── Source records
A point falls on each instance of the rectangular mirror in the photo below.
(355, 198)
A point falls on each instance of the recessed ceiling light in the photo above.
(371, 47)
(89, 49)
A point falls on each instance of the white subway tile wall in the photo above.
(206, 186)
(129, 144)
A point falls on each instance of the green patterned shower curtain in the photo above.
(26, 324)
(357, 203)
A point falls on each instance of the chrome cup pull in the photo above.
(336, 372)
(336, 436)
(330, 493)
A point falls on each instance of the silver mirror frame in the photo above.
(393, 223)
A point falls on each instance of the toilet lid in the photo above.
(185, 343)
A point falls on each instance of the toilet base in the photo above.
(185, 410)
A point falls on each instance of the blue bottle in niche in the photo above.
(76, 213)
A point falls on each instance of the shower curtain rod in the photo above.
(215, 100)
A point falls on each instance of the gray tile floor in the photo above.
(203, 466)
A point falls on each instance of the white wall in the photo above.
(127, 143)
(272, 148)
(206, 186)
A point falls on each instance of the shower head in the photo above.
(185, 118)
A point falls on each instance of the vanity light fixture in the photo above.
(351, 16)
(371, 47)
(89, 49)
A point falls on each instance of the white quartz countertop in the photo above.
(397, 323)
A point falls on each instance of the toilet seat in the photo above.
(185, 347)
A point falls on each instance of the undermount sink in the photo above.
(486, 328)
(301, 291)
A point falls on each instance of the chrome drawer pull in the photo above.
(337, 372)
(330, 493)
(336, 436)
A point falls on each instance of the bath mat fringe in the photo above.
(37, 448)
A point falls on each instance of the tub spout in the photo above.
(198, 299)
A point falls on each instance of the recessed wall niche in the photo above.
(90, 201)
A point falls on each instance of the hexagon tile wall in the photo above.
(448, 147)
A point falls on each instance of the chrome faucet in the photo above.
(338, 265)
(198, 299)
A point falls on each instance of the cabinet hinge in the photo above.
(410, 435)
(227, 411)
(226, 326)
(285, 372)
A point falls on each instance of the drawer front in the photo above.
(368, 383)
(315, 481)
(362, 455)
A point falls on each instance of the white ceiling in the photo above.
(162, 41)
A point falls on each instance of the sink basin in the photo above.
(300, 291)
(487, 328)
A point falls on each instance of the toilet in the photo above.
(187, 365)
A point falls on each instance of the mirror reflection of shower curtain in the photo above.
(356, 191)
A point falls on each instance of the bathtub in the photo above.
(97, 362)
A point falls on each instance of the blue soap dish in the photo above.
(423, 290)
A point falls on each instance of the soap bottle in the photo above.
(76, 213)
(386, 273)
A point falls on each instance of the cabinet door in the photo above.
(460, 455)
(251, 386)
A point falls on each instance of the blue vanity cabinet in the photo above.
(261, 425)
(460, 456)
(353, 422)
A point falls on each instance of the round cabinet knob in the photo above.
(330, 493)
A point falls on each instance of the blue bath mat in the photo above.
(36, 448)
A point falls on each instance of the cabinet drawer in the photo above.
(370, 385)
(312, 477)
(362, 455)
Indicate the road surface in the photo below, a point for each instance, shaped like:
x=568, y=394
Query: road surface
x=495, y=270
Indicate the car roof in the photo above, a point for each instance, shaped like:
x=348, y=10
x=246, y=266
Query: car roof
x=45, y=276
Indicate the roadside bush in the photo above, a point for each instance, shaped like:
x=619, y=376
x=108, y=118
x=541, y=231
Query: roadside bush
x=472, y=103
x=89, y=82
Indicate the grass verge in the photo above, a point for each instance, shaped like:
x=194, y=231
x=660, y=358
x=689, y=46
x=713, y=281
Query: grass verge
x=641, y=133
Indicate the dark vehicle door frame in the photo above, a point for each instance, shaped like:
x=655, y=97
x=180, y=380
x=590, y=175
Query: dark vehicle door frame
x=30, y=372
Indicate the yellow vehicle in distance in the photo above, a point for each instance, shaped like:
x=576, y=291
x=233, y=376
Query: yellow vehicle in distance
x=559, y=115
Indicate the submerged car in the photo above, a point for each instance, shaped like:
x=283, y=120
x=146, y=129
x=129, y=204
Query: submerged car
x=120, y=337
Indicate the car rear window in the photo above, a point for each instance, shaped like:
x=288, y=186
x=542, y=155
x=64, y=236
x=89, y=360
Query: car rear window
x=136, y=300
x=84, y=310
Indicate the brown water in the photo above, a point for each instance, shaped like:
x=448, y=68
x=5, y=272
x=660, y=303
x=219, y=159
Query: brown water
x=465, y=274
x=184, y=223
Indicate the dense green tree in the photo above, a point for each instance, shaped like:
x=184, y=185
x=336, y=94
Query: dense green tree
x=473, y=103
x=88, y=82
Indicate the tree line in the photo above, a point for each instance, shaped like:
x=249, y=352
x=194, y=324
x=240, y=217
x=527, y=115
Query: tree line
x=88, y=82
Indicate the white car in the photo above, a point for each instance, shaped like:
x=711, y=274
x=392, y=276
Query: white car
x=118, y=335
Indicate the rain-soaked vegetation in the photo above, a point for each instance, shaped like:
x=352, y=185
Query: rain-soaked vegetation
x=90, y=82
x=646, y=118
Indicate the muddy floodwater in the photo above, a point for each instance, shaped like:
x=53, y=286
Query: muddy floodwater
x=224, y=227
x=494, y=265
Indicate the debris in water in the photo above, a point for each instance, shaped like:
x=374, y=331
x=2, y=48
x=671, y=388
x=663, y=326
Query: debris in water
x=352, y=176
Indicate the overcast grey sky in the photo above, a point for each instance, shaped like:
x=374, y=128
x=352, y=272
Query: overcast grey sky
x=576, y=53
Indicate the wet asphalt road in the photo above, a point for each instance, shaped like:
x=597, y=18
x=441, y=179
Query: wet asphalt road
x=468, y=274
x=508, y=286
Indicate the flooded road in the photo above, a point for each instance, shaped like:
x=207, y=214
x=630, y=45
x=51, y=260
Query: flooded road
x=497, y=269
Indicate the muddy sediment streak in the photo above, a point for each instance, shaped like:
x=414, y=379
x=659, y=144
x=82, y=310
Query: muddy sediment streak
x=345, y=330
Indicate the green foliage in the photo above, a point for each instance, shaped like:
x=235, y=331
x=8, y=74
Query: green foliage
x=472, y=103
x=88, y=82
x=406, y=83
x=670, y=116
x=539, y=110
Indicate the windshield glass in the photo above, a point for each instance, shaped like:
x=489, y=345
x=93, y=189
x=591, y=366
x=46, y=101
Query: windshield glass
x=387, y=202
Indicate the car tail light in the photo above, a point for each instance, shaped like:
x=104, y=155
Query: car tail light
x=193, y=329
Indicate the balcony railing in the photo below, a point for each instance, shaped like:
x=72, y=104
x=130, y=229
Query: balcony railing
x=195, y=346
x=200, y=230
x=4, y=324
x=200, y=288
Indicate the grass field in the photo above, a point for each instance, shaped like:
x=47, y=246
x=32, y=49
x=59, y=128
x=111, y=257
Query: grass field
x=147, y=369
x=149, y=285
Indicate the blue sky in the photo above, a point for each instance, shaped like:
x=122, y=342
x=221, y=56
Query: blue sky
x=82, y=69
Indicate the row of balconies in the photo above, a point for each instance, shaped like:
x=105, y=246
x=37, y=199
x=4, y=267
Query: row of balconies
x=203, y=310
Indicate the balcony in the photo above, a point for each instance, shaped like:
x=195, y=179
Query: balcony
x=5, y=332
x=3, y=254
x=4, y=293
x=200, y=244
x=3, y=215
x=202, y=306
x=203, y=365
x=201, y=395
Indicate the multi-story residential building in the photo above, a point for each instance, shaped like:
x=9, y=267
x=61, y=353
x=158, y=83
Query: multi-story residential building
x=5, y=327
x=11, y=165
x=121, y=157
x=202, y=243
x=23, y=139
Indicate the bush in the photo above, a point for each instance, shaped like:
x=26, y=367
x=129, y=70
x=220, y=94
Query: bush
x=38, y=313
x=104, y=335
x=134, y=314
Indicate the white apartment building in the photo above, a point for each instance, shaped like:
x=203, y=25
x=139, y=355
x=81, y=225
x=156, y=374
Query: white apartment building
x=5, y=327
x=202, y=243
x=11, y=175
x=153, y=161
────
> _Your task_
Copy out each line of the data above, exactly, if it lies between the line holding "x=82, y=310" and the line holding "x=130, y=229", inclusive; copy no other line.

> _Task solution_
x=82, y=310
Query: muddy sediment streak
x=345, y=330
Indicate the green foliage in the photo above, a point for each instance, shaped like:
x=235, y=331
x=8, y=74
Query: green foliage
x=472, y=103
x=88, y=82
x=406, y=83
x=670, y=116
x=539, y=110
Indicate the windshield glass in the photo above, a point for each instance, shaped like:
x=489, y=345
x=93, y=189
x=591, y=366
x=46, y=101
Query: windshield glass
x=387, y=202
Indicate the car tail light in the photo above, a point for each instance, shaped like:
x=104, y=155
Query: car tail light
x=193, y=329
Indicate the balcony railing in the photo below, a point for each instance, shaped like:
x=72, y=104
x=130, y=229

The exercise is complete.